Everything in the listing should be transcribed exactly, apart from the pictures.
::: Materials provided :::
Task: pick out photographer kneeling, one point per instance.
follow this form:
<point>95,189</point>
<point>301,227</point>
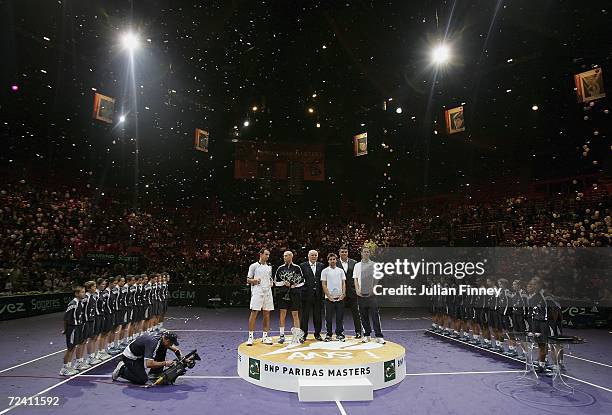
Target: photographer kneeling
<point>146,352</point>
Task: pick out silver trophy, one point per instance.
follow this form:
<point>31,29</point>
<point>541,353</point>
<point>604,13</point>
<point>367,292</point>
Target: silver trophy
<point>297,335</point>
<point>292,278</point>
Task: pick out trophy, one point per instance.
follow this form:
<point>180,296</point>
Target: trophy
<point>292,278</point>
<point>297,335</point>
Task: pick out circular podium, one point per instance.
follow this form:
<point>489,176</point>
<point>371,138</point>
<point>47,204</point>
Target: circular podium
<point>281,366</point>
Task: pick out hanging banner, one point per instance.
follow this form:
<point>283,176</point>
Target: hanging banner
<point>454,120</point>
<point>251,157</point>
<point>104,108</point>
<point>360,144</point>
<point>589,85</point>
<point>201,140</point>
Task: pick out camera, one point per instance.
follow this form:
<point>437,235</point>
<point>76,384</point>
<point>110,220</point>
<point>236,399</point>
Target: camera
<point>179,368</point>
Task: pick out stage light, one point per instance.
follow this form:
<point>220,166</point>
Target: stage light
<point>440,54</point>
<point>130,41</point>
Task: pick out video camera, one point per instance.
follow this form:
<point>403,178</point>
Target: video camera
<point>179,368</point>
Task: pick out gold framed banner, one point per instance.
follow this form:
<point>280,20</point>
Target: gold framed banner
<point>589,85</point>
<point>201,140</point>
<point>360,144</point>
<point>455,122</point>
<point>104,108</point>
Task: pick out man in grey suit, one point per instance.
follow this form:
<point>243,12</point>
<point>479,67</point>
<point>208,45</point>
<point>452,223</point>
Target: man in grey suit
<point>348,265</point>
<point>312,295</point>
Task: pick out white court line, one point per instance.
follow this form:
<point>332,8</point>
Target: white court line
<point>518,360</point>
<point>10,408</point>
<point>588,383</point>
<point>587,360</point>
<point>184,377</point>
<point>407,374</point>
<point>465,373</point>
<point>31,361</point>
<point>271,331</point>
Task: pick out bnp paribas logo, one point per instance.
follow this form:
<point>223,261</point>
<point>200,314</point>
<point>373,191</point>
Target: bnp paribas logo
<point>254,368</point>
<point>389,370</point>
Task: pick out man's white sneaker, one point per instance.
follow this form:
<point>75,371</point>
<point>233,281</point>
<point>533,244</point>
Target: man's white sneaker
<point>68,371</point>
<point>82,366</point>
<point>117,371</point>
<point>94,361</point>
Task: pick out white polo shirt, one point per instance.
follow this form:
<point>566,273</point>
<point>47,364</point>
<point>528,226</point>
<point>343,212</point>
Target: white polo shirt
<point>261,272</point>
<point>334,278</point>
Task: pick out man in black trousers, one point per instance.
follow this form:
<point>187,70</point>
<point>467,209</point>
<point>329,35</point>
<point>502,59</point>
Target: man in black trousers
<point>146,352</point>
<point>312,295</point>
<point>348,265</point>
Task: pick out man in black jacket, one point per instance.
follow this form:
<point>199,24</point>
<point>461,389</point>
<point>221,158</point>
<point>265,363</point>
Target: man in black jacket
<point>312,295</point>
<point>348,264</point>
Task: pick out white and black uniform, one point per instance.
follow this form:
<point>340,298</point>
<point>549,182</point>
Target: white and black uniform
<point>74,317</point>
<point>538,311</point>
<point>89,303</point>
<point>293,274</point>
<point>148,292</point>
<point>261,294</point>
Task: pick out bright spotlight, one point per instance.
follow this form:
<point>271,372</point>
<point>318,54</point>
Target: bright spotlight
<point>440,54</point>
<point>130,41</point>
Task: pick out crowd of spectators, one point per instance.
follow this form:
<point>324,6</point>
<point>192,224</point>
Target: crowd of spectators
<point>48,233</point>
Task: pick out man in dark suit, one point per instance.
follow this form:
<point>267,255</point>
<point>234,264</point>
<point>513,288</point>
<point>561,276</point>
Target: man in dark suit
<point>312,295</point>
<point>348,265</point>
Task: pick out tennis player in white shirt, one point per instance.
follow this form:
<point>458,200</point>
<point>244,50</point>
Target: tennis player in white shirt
<point>260,279</point>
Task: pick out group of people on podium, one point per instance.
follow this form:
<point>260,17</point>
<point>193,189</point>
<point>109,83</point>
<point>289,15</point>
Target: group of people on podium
<point>315,289</point>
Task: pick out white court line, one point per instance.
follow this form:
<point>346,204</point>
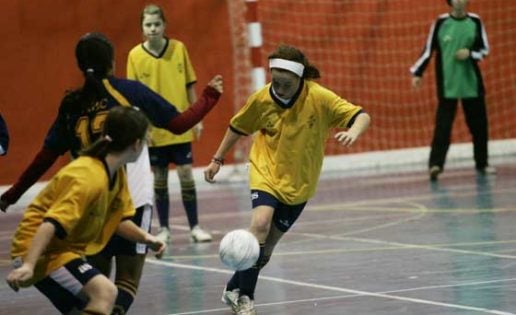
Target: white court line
<point>332,288</point>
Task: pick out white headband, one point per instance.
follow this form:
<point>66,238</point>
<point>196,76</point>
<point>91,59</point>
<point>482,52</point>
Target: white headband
<point>289,65</point>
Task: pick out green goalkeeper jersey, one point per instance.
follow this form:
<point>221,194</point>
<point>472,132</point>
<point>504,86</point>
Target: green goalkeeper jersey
<point>456,79</point>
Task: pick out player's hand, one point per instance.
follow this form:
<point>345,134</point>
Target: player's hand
<point>210,171</point>
<point>156,245</point>
<point>217,83</point>
<point>416,82</point>
<point>346,138</point>
<point>197,129</point>
<point>462,54</point>
<point>4,205</point>
<point>17,277</point>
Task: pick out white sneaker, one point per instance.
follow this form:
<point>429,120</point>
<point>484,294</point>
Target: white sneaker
<point>163,234</point>
<point>231,298</point>
<point>200,235</point>
<point>488,170</point>
<point>246,306</point>
<point>434,171</point>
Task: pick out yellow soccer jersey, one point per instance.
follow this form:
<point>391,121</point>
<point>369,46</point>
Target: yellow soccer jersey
<point>168,75</point>
<point>86,206</point>
<point>288,151</point>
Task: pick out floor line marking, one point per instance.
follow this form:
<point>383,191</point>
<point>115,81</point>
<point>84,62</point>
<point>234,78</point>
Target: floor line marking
<point>337,289</point>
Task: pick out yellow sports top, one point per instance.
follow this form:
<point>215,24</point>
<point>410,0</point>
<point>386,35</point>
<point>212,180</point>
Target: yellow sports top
<point>168,75</point>
<point>85,207</point>
<point>287,152</point>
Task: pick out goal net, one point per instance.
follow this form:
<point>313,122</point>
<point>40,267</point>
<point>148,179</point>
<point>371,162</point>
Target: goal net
<point>364,49</point>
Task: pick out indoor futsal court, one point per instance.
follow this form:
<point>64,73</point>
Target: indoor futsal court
<point>389,243</point>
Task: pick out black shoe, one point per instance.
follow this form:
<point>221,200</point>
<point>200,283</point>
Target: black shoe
<point>434,171</point>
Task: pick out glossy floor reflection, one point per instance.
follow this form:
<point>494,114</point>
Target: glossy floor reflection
<point>393,243</point>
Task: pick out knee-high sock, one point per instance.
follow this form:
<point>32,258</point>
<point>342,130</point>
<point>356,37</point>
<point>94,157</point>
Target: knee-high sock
<point>189,196</point>
<point>161,194</point>
<point>246,280</point>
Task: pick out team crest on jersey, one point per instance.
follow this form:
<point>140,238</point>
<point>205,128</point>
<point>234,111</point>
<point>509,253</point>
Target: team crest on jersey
<point>311,121</point>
:::
### Solved problem
Task: pick out photographer kneeling, one point per instance.
follow this form:
<point>95,189</point>
<point>301,227</point>
Target: photographer kneeling
<point>146,352</point>
Task: pick out silver trophy, one point per instance.
follow this form:
<point>31,29</point>
<point>541,353</point>
<point>604,13</point>
<point>367,292</point>
Target: silver trophy
<point>297,335</point>
<point>292,278</point>
Task: pick out trophy, one point per instance.
follow this form:
<point>180,296</point>
Target: trophy
<point>292,278</point>
<point>297,335</point>
Task: pick out circular podium, one point per instance.
follow this form:
<point>489,176</point>
<point>371,138</point>
<point>47,204</point>
Target: circular podium
<point>281,366</point>
Task: pick out hanging banner, one point per instance.
follow this form:
<point>283,176</point>
Target: hanging banner
<point>454,120</point>
<point>251,157</point>
<point>104,108</point>
<point>360,144</point>
<point>589,85</point>
<point>201,140</point>
Task: pick out camera, one point per instance.
follow this form:
<point>437,235</point>
<point>76,384</point>
<point>110,220</point>
<point>236,399</point>
Target: camera
<point>179,368</point>
Task: pick out stage light, one point per instance.
follow this form:
<point>220,166</point>
Target: stage light
<point>440,54</point>
<point>130,41</point>
Task: pick out video camera, one point per instance.
follow this form:
<point>403,178</point>
Target: video camera
<point>179,368</point>
Task: pick out gold framed banner, one point per instance.
follow this form:
<point>280,20</point>
Target: gold framed banner
<point>589,85</point>
<point>201,140</point>
<point>360,144</point>
<point>455,122</point>
<point>104,108</point>
Task: pick out man in grey suit, one point per instance.
follow this form:
<point>243,12</point>
<point>479,67</point>
<point>208,45</point>
<point>452,223</point>
Target: man in grey suit
<point>348,265</point>
<point>312,295</point>
Task: pick out white court line, one point per instance.
follow this form:
<point>332,8</point>
Target: white court line
<point>518,360</point>
<point>10,408</point>
<point>588,383</point>
<point>587,360</point>
<point>184,377</point>
<point>407,374</point>
<point>465,373</point>
<point>31,361</point>
<point>271,331</point>
Task: pick out bnp paribas logo, one point per instance.
follow this form:
<point>223,261</point>
<point>200,314</point>
<point>373,191</point>
Target: bnp paribas logo
<point>254,368</point>
<point>389,370</point>
Task: pick out man's white sneaker, one point per instance.
follow this form:
<point>75,371</point>
<point>233,281</point>
<point>533,244</point>
Target: man's white sneaker
<point>68,371</point>
<point>82,366</point>
<point>117,371</point>
<point>94,361</point>
Task: pick out white polo shirt, one point per instance.
follow this form:
<point>566,273</point>
<point>47,364</point>
<point>528,226</point>
<point>343,212</point>
Target: white polo shirt
<point>261,272</point>
<point>334,278</point>
Task: pick out man in black trousers, one point per instance.
follow this form:
<point>187,70</point>
<point>467,209</point>
<point>329,35</point>
<point>502,59</point>
Target: man in black trousers
<point>146,352</point>
<point>312,295</point>
<point>348,265</point>
Task: pick out man in black jacket, one point per instance.
follow this form:
<point>199,24</point>
<point>461,389</point>
<point>221,158</point>
<point>265,363</point>
Target: man in black jacket
<point>312,295</point>
<point>348,264</point>
Task: pick out white and black uniform, one point per instance.
follow this form:
<point>340,298</point>
<point>549,182</point>
Target: white and black uniform
<point>74,317</point>
<point>538,311</point>
<point>89,303</point>
<point>293,274</point>
<point>148,292</point>
<point>261,294</point>
Task: pick out bright spotlight, one point per instance.
follow this form:
<point>271,372</point>
<point>318,54</point>
Target: bright spotlight
<point>440,54</point>
<point>130,41</point>
Task: pick out crowd of spectators, one point per instance.
follow this form:
<point>324,6</point>
<point>192,224</point>
Target: crowd of spectators
<point>48,233</point>
Task: pick out man in dark suit, one point per instance.
follow this form:
<point>267,255</point>
<point>234,264</point>
<point>513,288</point>
<point>561,276</point>
Target: man in dark suit
<point>312,295</point>
<point>348,265</point>
Task: pick out tennis player in white shirt, one point per instance.
follow this form:
<point>458,200</point>
<point>244,50</point>
Target: tennis player in white shirt
<point>260,279</point>
Task: pick out group of people on podium, one point per instance.
follow this form:
<point>260,17</point>
<point>193,189</point>
<point>109,83</point>
<point>289,15</point>
Target: group of people on podium
<point>315,289</point>
Task: pick out white court line, one point per instance.
follow this form:
<point>346,204</point>
Target: white court line
<point>332,288</point>
Task: pick out white headband, one point per instance.
follow this form:
<point>66,238</point>
<point>196,76</point>
<point>91,59</point>
<point>482,52</point>
Target: white headband
<point>289,65</point>
Task: pick out green goalkeeper jersey, one point per instance.
follow this form:
<point>221,194</point>
<point>472,132</point>
<point>504,86</point>
Target: green goalkeeper jersey
<point>456,79</point>
Task: pick out player's hand, one point per instance.
follow this form:
<point>345,134</point>
Target: player's hand
<point>210,171</point>
<point>156,245</point>
<point>217,83</point>
<point>416,82</point>
<point>346,138</point>
<point>197,129</point>
<point>462,54</point>
<point>4,205</point>
<point>17,277</point>
Task: pick out white sneaker, one point per instance.
follow this form:
<point>429,120</point>
<point>484,294</point>
Target: white sneaker
<point>163,234</point>
<point>231,298</point>
<point>200,235</point>
<point>488,170</point>
<point>246,306</point>
<point>434,171</point>
Task: pick out yellow soccer jersey, one point per instance.
follow this form:
<point>391,121</point>
<point>369,46</point>
Target: yellow soccer jersey
<point>168,75</point>
<point>86,206</point>
<point>288,151</point>
Task: pick out floor line marking, one point per instance.
follow this form:
<point>383,191</point>
<point>115,81</point>
<point>84,62</point>
<point>234,78</point>
Target: floor line marking
<point>337,289</point>
Task: pick out yellow sports top, one point per instance.
follow this form:
<point>215,24</point>
<point>410,0</point>
<point>386,35</point>
<point>212,180</point>
Target: yellow sports top
<point>168,75</point>
<point>85,207</point>
<point>287,152</point>
Task: pick out goal net, one point per instance.
follow this form:
<point>313,122</point>
<point>40,267</point>
<point>148,179</point>
<point>371,162</point>
Target: goal net
<point>364,49</point>
Task: pick out indoor futsal court, one point per instance.
follow this form:
<point>64,73</point>
Target: indoor futsal court
<point>389,243</point>
Task: pick out black shoe, one point per instance.
follow this form:
<point>221,200</point>
<point>200,283</point>
Target: black shoe
<point>434,171</point>
Task: pick out glossy floor reflection, one point per instance.
follow this form:
<point>494,114</point>
Target: glossy floor reflection
<point>393,243</point>
Task: pick out knee-high sock, one point per instance.
follow this form:
<point>32,258</point>
<point>342,130</point>
<point>356,37</point>
<point>94,157</point>
Target: knee-high sock
<point>189,196</point>
<point>161,194</point>
<point>246,280</point>
Task: pick out team crest on jersey, one point per instance.
follow this form:
<point>140,238</point>
<point>205,128</point>
<point>234,111</point>
<point>509,253</point>
Target: team crest on jersey
<point>311,121</point>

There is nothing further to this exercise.